Document section
-- Opening Marker --
Bob Boilen: Joni Mitchell turns 77 this week. She's had some health issues, but she is "speaking" in this interview that you can read with Cameron Crowe on the liner notes. Do we know if she's active in putting together some of these... the next of set of archives that'll come out?

Ann Powers: You mentioned her health setback. She had an aneurysm several years ago, and she has been in recovery. It's actually quite touching. She said a few times that this is the third time she's had to learn to walk, because she had polio as a young girl, and she lost the ability to walk again when she had this aneurysm. So just pause and shout out to the resilience of Joni Mitchell. Incredible resilience. She is getting better. But before she became ill, she was really doing a lot to sort of shore up and refine her legacy. She recorded some of her songs in orchestral settings. She participated in various tributes where other people interpreted her songs. She published a beautiful book of lyrics and artwork that she had created over the years. So I see this is part of a continuum, and I just can't wait for the next volume, because wait until we hear the outtakes from Hejira or what she was up to with Wayne Shorter and Herbie Hancock. There's so much more. But this set we have here is a great gift, and it sets us on the road in a beautiful way.
-- Closing Marker --
What you will do
Reproduce the interview excerpt about Joni Mitchell above in full, word for word.

Listed records
-- Opening Marker --
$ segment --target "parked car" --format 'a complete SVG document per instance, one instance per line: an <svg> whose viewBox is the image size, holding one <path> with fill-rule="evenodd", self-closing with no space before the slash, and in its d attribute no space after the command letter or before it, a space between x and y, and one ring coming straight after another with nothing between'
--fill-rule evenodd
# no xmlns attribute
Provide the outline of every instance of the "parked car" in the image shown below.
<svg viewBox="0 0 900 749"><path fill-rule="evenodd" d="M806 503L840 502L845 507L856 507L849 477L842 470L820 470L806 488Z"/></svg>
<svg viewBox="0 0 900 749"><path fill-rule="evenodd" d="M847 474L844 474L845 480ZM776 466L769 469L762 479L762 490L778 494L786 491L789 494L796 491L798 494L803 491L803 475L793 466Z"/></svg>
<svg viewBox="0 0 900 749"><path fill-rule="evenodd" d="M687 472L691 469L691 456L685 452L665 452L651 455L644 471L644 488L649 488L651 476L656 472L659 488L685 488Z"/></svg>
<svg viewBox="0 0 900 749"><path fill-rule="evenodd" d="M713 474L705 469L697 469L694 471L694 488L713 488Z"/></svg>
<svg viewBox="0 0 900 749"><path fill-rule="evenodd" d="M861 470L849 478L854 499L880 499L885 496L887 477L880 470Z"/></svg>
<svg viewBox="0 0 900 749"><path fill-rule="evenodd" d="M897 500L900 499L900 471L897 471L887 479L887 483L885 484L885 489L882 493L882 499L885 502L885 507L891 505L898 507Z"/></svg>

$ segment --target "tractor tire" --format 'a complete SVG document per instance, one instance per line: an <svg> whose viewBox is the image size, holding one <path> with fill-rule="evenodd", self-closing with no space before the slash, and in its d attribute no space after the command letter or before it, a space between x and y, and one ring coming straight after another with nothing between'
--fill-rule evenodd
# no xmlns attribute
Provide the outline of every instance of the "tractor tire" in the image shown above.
-- Closing Marker --
Solution for this exercise
Bob Boilen: Joni Mitchell turns 77 this week. She's had some health issues, but she is "speaking" in this interview that you can read with Cameron Crowe on the liner notes. Do we know if she's active in putting together some of these... the next of set of archives that'll come out?

Ann Powers: You mentioned her health setback. She had an aneurysm several years ago, and she has been in recovery. It's actually quite touching. She said a few times that this is the third time she's had to learn to walk, because she had polio as a young girl, and she lost the ability to walk again when she had this aneurysm. So just pause and shout out to the resilience of Joni Mitchell. Incredible resilience. She is getting better. But before she became ill, she was really doing a lot to sort of shore up and refine her legacy. She recorded some of her songs in orchestral settings. She participated in various tributes where other people interpreted her songs. She published a beautiful book of lyrics and artwork that she had created over the years. So I see this is part of a continuum, and I just can't wait for the next volume, because wait until we hear the outtakes from Hejira or what she was up to with Wayne Shorter and Herbie Hancock. There's so much more. But this set we have here is a great gift, and it sets us on the road in a beautiful way.